──────── TEXT TO READ

The ASA noted that the advert, which was shown all the way back on 29th September 2024 and is one of Virgin Media’s more entertaining promotions, had, for the duration the award was referenced, superimposed text that stated, “GWS network award comparing UK providers’ average performance scores (including speed & reliability). To verify, see virginmedia.com/legalawards. User speed depends on package choice”.

The link for that went to another page and link, highlighting a Global Wireless Solutions (GWS) report from 2024, which contained information on the nine measures used to determine the award. In addition, the document explained that the nine elements were weighted depending on the importance to consumers, as determined by a poll done by GWS. But the ASA correctly pointed out that GWS had failed to explain what those weightings actually were.

For its part, Virgin Media argued the ad was not misleading because it was claimed to have “accurately described” an independently adjudicated award they had won. They said that the GWS award for Best Broadband Experience came from tests comparing major providers’ performance over a six-month period.

────────────────
──────── LISTING

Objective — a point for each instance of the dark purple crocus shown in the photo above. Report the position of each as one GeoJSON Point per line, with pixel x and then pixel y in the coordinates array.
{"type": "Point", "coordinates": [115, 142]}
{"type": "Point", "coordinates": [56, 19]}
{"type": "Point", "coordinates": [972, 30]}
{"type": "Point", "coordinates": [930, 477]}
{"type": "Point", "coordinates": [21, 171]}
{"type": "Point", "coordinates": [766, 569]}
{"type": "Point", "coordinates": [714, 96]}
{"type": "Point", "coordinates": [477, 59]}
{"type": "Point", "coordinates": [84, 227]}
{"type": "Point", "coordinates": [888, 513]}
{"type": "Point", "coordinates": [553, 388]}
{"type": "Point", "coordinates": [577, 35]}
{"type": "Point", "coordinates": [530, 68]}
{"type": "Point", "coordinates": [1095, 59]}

────────────────

• SHORT TASK 1:
Quote the part of the passage about the Virgin Media advert that opens with the words containing "For its part, Virgin" and closes with "a six-month period.".
• SHORT TASK 2:
In the passage about the Virgin Media advert, over what period did the tests behind the Best Broadband Experience award compare providers' performance?
• SHORT TASK 3:
Do these statements agree with the passage about the Virgin Media advert? Answer yes or no for each and quote the deciding words.
(a) The advert was shown on 29th September 2024.
(b) GWS explained what the weightings of the nine elements were.
(c) The weightings reflected importance to consumers as determined by a poll done by GWS.
The items aren't needed for anything here.

• RESULT 1:
For its part, Virgin Media argued the ad was not misleading because it was claimed to have “accurately described” an independently adjudicated award they had won. They said that the GWS award for Best Broadband Experience came from tests comparing major providers’ performance over a six-month period.

• RESULT 2:
A six-month period.

• RESULT 3:
(a) Yes: "was shown all the way back on 29th September 2024"
(b) No: "GWS had failed to explain what those weightings actually were"
(c) Yes: "weighted depending on the importance to consumers, as determined by a poll done by GWS"